* _About this task_
What is needed is a word-for-word restatement of all the entries.
.....
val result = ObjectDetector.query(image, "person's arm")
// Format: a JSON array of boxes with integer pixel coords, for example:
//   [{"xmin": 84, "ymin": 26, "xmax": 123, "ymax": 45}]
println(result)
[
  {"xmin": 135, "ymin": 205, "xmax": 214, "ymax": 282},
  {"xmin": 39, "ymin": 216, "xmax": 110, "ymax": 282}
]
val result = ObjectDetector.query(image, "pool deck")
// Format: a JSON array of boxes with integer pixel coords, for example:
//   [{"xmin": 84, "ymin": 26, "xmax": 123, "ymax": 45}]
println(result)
.....
* _Answer area_
val result = ObjectDetector.query(image, "person's arm")
// Format: a JSON array of boxes with integer pixel coords, for example:
//   [{"xmin": 84, "ymin": 26, "xmax": 123, "ymax": 45}]
println(result)
[
  {"xmin": 135, "ymin": 205, "xmax": 214, "ymax": 282},
  {"xmin": 39, "ymin": 216, "xmax": 110, "ymax": 282}
]
val result = ObjectDetector.query(image, "pool deck")
// Format: a JSON array of boxes with integer pixel coords, for example:
//   [{"xmin": 84, "ymin": 26, "xmax": 123, "ymax": 45}]
println(result)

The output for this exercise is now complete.